* WRITTEN PROBLEM
Output nothing but the lines from the line with "Would you mind indicating the grey sky" through the end of the listing below, both ends included.

===== DATA LINES =====

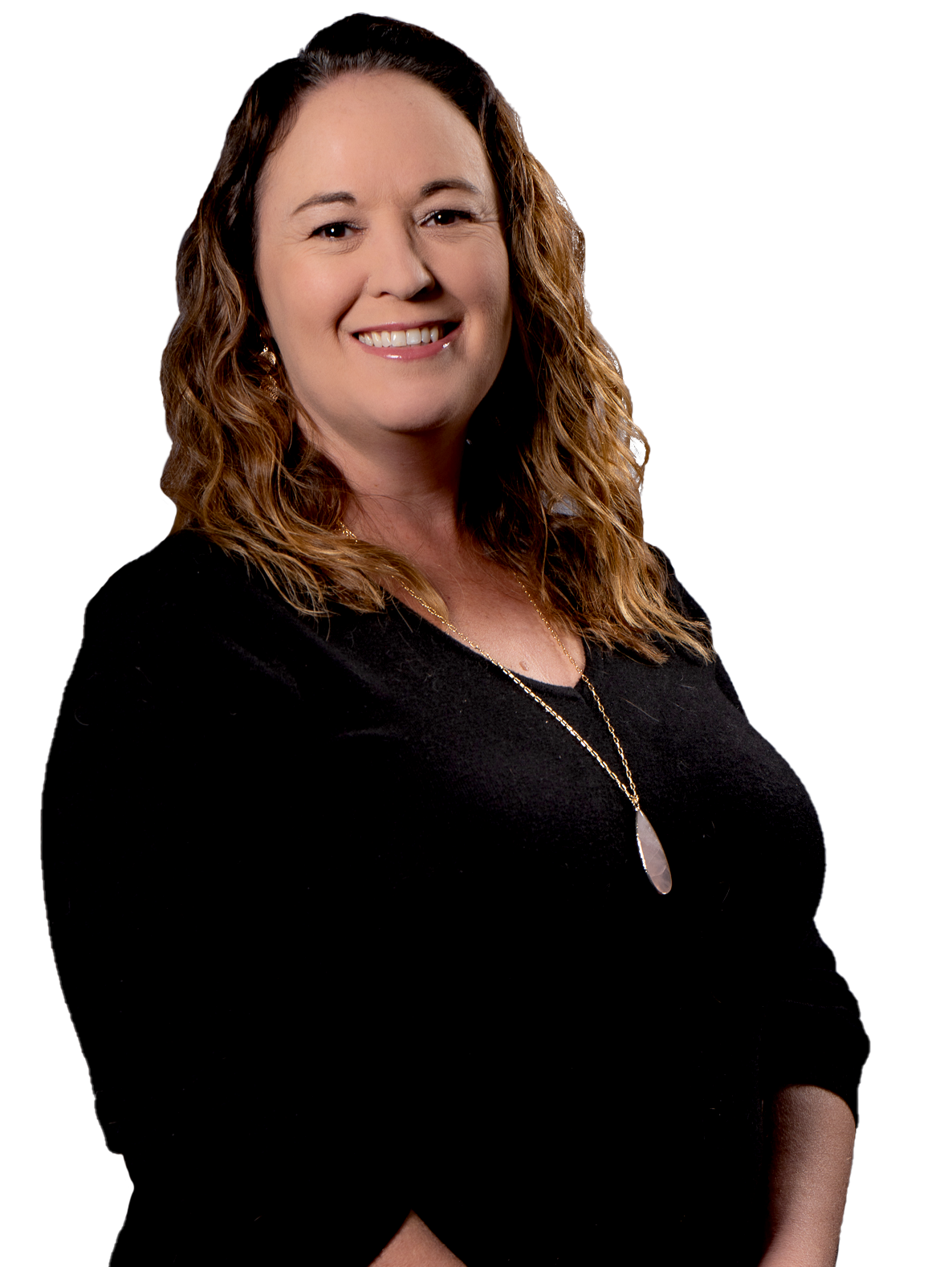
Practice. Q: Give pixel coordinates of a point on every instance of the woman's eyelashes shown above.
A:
(443, 218)
(447, 217)
(336, 230)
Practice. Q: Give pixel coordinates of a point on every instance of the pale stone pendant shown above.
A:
(653, 854)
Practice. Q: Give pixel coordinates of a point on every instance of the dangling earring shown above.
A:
(270, 383)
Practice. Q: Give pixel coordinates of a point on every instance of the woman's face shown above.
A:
(380, 223)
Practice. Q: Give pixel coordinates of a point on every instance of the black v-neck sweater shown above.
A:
(348, 925)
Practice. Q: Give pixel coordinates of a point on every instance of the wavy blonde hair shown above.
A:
(552, 478)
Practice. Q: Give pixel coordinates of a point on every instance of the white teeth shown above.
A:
(401, 337)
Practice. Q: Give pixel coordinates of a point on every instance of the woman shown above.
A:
(419, 890)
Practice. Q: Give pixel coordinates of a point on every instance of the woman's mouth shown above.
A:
(408, 342)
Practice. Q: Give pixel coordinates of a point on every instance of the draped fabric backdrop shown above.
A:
(721, 162)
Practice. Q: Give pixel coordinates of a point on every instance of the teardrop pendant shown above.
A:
(653, 854)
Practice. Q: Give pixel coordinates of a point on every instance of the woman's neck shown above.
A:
(404, 491)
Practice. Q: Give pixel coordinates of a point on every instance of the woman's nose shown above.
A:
(398, 267)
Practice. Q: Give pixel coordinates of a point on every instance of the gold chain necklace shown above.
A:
(653, 855)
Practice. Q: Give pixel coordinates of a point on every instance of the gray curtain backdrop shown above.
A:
(721, 162)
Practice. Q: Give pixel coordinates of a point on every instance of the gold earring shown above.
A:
(270, 383)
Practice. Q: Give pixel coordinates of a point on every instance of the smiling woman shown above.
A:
(395, 968)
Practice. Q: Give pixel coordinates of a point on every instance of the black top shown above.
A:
(348, 925)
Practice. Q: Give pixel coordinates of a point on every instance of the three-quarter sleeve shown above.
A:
(813, 1033)
(193, 935)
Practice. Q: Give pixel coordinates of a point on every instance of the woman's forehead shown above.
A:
(375, 131)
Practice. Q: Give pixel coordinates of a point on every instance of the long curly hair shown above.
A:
(552, 478)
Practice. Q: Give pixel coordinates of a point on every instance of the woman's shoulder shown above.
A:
(181, 564)
(185, 581)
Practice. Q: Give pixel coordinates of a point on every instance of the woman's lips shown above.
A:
(408, 342)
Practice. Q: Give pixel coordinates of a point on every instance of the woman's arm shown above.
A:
(813, 1133)
(416, 1245)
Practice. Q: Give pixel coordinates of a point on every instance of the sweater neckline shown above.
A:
(537, 684)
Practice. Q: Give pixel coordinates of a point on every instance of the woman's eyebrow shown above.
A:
(341, 195)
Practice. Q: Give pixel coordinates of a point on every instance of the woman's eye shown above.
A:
(445, 218)
(333, 230)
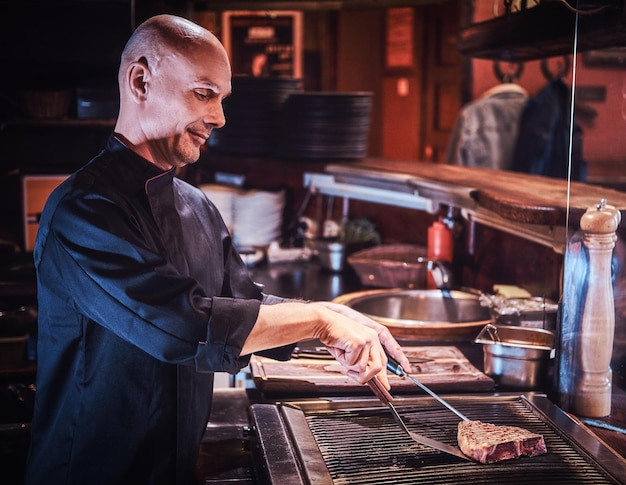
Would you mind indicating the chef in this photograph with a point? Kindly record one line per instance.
(142, 295)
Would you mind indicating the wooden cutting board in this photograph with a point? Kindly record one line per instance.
(442, 368)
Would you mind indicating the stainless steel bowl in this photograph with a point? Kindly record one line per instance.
(422, 315)
(516, 357)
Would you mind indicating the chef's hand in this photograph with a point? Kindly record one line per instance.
(355, 346)
(391, 346)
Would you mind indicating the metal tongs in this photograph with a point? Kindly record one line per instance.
(386, 399)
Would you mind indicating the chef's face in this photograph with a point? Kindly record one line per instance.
(184, 103)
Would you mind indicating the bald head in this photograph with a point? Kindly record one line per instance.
(161, 35)
(173, 78)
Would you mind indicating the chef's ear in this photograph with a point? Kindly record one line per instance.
(138, 79)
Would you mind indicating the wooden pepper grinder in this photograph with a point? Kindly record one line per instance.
(592, 384)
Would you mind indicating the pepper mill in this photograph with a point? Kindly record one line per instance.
(592, 383)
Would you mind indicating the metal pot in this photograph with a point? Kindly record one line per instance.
(422, 315)
(516, 357)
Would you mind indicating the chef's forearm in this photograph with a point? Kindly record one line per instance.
(285, 323)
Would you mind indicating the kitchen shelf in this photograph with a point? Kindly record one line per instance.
(546, 30)
(533, 207)
(70, 122)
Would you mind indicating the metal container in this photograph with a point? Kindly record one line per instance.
(534, 312)
(331, 254)
(516, 357)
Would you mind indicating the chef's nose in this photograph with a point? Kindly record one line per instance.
(215, 115)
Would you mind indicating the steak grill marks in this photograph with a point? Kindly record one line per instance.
(365, 446)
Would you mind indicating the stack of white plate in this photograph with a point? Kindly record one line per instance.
(253, 217)
(258, 218)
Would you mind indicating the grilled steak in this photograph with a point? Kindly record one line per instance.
(488, 443)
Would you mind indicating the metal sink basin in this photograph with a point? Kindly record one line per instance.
(422, 315)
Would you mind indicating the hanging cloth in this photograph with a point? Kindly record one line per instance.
(542, 146)
(486, 129)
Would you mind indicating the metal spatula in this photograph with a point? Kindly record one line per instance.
(396, 368)
(386, 399)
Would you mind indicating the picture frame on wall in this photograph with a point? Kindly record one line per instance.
(263, 43)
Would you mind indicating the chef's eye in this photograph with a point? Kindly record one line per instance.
(203, 95)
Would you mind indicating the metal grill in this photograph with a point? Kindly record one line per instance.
(368, 447)
(363, 445)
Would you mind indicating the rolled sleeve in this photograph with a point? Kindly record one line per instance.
(230, 324)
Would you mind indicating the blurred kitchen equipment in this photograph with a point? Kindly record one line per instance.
(318, 125)
(516, 357)
(440, 247)
(386, 399)
(532, 312)
(253, 111)
(330, 254)
(422, 315)
(391, 266)
(47, 104)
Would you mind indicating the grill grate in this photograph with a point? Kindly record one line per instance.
(365, 446)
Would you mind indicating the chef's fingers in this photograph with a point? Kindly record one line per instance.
(362, 363)
(384, 335)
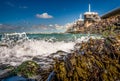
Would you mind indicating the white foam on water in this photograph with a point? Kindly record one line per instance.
(28, 49)
(32, 48)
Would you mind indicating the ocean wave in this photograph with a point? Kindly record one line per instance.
(34, 48)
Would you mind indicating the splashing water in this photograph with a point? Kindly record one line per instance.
(20, 48)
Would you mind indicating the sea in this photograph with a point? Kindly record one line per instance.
(16, 48)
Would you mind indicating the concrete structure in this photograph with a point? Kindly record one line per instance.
(90, 17)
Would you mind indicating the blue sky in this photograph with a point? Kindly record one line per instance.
(47, 15)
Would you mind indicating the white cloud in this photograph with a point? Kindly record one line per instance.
(50, 25)
(44, 16)
(10, 4)
(68, 25)
(23, 7)
(59, 27)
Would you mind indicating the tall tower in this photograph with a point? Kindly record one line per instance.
(89, 8)
(90, 17)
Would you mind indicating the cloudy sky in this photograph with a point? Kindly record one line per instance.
(47, 15)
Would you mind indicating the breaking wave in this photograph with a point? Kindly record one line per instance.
(18, 47)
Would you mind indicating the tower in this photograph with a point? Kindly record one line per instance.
(90, 17)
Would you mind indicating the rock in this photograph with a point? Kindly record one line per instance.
(27, 69)
(17, 78)
(5, 73)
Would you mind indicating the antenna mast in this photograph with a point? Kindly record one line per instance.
(89, 8)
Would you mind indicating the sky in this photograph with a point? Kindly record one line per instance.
(47, 15)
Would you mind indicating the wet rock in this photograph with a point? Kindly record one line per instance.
(5, 73)
(27, 69)
(100, 62)
(17, 78)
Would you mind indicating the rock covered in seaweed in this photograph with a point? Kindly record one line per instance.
(100, 62)
(27, 69)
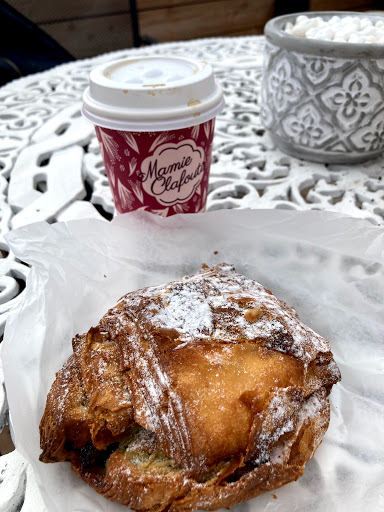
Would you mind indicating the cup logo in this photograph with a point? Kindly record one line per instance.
(173, 172)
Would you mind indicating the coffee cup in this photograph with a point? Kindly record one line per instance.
(154, 119)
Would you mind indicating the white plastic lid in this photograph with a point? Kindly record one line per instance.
(152, 94)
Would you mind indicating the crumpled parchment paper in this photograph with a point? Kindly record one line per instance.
(328, 266)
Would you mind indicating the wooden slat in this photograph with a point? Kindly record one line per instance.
(204, 20)
(6, 444)
(147, 5)
(92, 36)
(48, 11)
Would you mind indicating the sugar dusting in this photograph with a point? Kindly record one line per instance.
(200, 305)
(187, 311)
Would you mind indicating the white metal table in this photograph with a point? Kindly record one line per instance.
(51, 170)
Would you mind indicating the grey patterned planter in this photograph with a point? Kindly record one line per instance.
(323, 100)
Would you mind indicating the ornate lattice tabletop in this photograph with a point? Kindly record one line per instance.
(51, 169)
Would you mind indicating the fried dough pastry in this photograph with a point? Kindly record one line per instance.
(198, 394)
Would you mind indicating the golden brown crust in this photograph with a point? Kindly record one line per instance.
(204, 392)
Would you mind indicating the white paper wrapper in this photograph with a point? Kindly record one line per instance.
(328, 266)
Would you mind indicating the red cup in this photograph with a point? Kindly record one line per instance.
(162, 172)
(154, 119)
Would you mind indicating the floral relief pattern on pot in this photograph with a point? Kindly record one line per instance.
(323, 107)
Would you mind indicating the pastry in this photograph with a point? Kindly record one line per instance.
(198, 394)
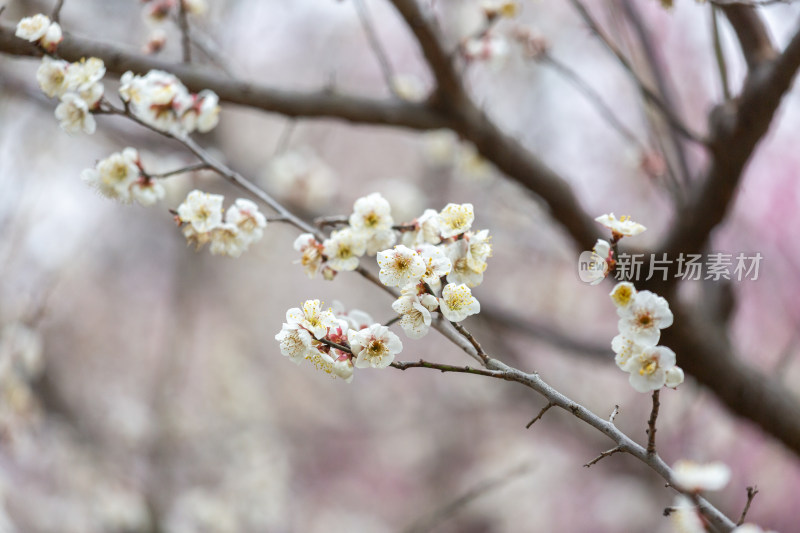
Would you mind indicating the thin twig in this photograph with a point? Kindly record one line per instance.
(472, 340)
(186, 39)
(751, 493)
(651, 424)
(719, 54)
(603, 455)
(541, 414)
(55, 16)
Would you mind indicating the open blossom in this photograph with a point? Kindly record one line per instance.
(343, 249)
(437, 264)
(203, 211)
(246, 217)
(312, 318)
(461, 272)
(427, 230)
(416, 311)
(114, 176)
(33, 28)
(311, 251)
(52, 37)
(52, 76)
(371, 214)
(644, 317)
(457, 302)
(478, 249)
(624, 227)
(374, 346)
(400, 266)
(456, 219)
(648, 369)
(623, 294)
(695, 477)
(295, 342)
(74, 116)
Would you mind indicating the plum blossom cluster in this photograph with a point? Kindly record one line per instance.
(121, 177)
(642, 316)
(336, 341)
(435, 266)
(203, 221)
(41, 30)
(160, 100)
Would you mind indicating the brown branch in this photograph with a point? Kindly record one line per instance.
(651, 424)
(540, 415)
(318, 104)
(603, 455)
(751, 32)
(751, 493)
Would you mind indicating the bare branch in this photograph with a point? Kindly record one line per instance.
(751, 493)
(651, 424)
(602, 456)
(540, 415)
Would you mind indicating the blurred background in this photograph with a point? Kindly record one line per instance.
(142, 390)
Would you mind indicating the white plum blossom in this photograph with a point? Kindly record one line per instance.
(295, 342)
(457, 302)
(461, 272)
(374, 346)
(343, 368)
(343, 249)
(354, 318)
(437, 264)
(52, 76)
(478, 250)
(400, 266)
(114, 176)
(380, 240)
(226, 239)
(644, 317)
(685, 517)
(625, 349)
(371, 214)
(624, 227)
(246, 217)
(52, 37)
(415, 311)
(82, 74)
(427, 230)
(696, 477)
(674, 377)
(311, 251)
(203, 211)
(312, 318)
(74, 116)
(648, 369)
(623, 295)
(456, 219)
(33, 28)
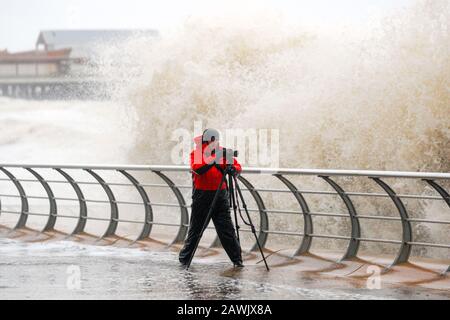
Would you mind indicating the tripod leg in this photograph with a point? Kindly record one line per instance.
(208, 218)
(233, 203)
(252, 226)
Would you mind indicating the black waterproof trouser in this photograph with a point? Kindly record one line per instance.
(201, 203)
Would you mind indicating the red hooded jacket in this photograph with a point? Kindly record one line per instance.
(210, 180)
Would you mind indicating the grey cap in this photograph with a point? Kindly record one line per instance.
(210, 135)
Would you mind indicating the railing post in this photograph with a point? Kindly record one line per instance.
(51, 198)
(353, 247)
(264, 221)
(444, 194)
(308, 222)
(405, 249)
(145, 233)
(23, 200)
(184, 221)
(114, 216)
(79, 228)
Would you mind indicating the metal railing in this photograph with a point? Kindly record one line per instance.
(354, 238)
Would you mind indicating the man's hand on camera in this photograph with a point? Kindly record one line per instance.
(233, 171)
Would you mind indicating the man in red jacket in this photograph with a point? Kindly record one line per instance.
(208, 164)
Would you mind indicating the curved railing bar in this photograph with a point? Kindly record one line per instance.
(51, 198)
(147, 228)
(268, 171)
(353, 246)
(444, 194)
(112, 227)
(184, 221)
(81, 224)
(21, 223)
(264, 220)
(308, 222)
(405, 248)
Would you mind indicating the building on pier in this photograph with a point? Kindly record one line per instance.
(63, 64)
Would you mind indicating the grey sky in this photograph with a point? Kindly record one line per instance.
(21, 20)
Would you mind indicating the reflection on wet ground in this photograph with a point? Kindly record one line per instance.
(52, 270)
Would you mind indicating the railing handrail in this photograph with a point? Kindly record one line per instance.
(246, 170)
(355, 238)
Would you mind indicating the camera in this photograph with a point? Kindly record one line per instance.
(229, 155)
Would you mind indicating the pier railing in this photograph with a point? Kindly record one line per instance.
(380, 179)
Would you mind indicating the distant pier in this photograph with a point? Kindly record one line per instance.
(53, 87)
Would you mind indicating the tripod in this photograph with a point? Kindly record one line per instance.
(234, 193)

=====

* TASK RESPONSE
Would you mind indicating the grey sky in this photograph with a point? Kindly record one line per instance.
(21, 20)
Would you mind indicating the reflection on wet ground in this photograph with a point? Kindly record one line per instance.
(52, 270)
Would you mind indicating the railing handrail in this photograph with a point? Kindly record one line per instance.
(246, 170)
(355, 238)
Would you mind indicating the camera in this photograph with a point? Kindly record one line per instance.
(229, 155)
Would you mind indicating the pier railing in this photograph with a point? Kindly record one line per instance.
(380, 179)
Would you mind indicating the distant pier in this photograph with a point? Kindly record one line per instance.
(53, 87)
Would you mind indicating the tripod in this photograph with a point? Kindly record one line per instance.
(234, 193)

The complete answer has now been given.